Task prompt:
Repeat every record exactly, but omit the images.
:::
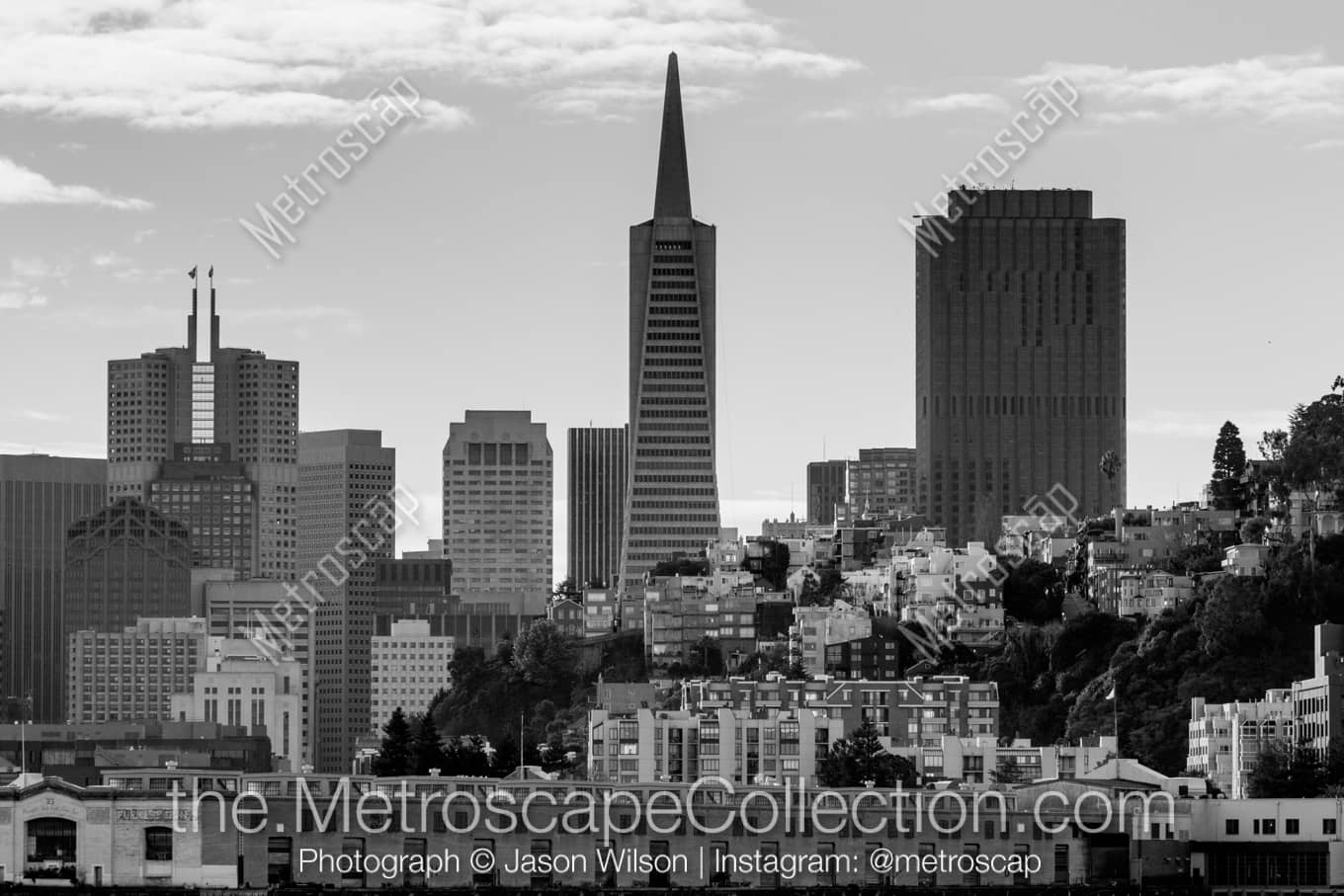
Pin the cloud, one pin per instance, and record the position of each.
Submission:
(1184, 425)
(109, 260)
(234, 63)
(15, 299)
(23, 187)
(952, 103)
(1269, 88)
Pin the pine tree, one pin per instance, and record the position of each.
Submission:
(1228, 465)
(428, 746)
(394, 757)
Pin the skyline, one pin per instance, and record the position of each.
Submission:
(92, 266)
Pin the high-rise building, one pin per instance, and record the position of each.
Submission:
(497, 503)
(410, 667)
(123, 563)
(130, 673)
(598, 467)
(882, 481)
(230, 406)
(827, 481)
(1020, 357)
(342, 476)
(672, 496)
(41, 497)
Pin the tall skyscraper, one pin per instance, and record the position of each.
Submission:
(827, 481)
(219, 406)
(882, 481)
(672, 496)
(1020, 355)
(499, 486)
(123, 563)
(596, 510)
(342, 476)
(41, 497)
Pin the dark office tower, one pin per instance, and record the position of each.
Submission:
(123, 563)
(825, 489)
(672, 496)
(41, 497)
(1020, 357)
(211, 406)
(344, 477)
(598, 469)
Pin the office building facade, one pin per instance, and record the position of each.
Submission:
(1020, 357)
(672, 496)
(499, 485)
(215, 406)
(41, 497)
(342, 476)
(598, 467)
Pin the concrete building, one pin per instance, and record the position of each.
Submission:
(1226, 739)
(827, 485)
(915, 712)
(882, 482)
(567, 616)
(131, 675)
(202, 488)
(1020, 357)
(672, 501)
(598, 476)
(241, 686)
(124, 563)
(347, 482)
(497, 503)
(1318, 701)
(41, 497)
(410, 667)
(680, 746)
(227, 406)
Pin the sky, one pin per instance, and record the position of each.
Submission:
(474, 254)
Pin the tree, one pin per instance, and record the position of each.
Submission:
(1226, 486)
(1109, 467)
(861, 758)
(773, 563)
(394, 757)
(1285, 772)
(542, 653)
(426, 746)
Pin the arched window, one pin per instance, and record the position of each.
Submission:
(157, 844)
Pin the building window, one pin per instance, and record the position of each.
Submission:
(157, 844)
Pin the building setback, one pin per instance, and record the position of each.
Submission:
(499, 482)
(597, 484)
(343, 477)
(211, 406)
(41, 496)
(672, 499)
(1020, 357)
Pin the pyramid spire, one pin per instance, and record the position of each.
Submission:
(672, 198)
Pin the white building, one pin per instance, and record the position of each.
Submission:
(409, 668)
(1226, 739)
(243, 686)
:::
Output of the exercise:
Pin the cloud, one pin per instance, and record the position of each.
Submission:
(1184, 425)
(109, 260)
(234, 63)
(15, 299)
(23, 187)
(952, 103)
(1269, 88)
Pin the pine tree, one pin per instance, and record the position of each.
Submission:
(1228, 465)
(428, 746)
(394, 757)
Pin the skyline, one pin per instance, and record the position of each.
Submission:
(92, 266)
Pin the high-rise building, one pin per instance, and record the position of each.
Submission:
(497, 503)
(410, 667)
(123, 563)
(130, 673)
(598, 467)
(882, 481)
(230, 406)
(827, 481)
(1020, 357)
(342, 476)
(672, 496)
(41, 497)
Pin the tall skyscraper, one pin per instance, and record the position of each.
Submission:
(827, 481)
(219, 406)
(882, 481)
(672, 496)
(1020, 355)
(499, 486)
(123, 563)
(596, 510)
(342, 476)
(41, 497)
Pin the dark office tower, one pin per instance, and record the position of each.
Submission:
(123, 563)
(825, 489)
(672, 496)
(41, 497)
(1020, 357)
(211, 406)
(344, 477)
(598, 469)
Pin the office building facade, one pin per instance, and record the position of each.
Submission:
(1020, 357)
(672, 496)
(499, 485)
(215, 406)
(41, 497)
(342, 476)
(598, 467)
Pin the concrete building, one pin per instance, and record the position of each.
Submission:
(1226, 739)
(827, 485)
(915, 712)
(882, 482)
(567, 616)
(131, 675)
(202, 488)
(1020, 357)
(672, 501)
(598, 476)
(241, 686)
(124, 563)
(347, 482)
(497, 503)
(1318, 701)
(41, 497)
(410, 667)
(680, 746)
(227, 406)
Pin the sky, one pin per instance, and record the position of each.
Submission:
(474, 254)
Pin the tree, one pin per instance, and record the position of each.
Submission:
(1226, 486)
(1109, 467)
(861, 758)
(773, 563)
(394, 757)
(1285, 772)
(542, 653)
(426, 746)
Pin the arched window, one pin per instance, and record the position of each.
Submission:
(157, 844)
Pin the building window, one pin per instance, and record the position of each.
Submission:
(157, 844)
Pin the building setback, one pin per instance, and record the position of each.
Submission:
(499, 482)
(597, 484)
(343, 477)
(211, 406)
(41, 496)
(672, 499)
(1020, 357)
Pin the pyramid spire, one pin per instance, and record the position of each.
Submission:
(672, 198)
Pin the white building, one pin per instance, and record the position of each.
Submission:
(409, 668)
(1226, 739)
(243, 686)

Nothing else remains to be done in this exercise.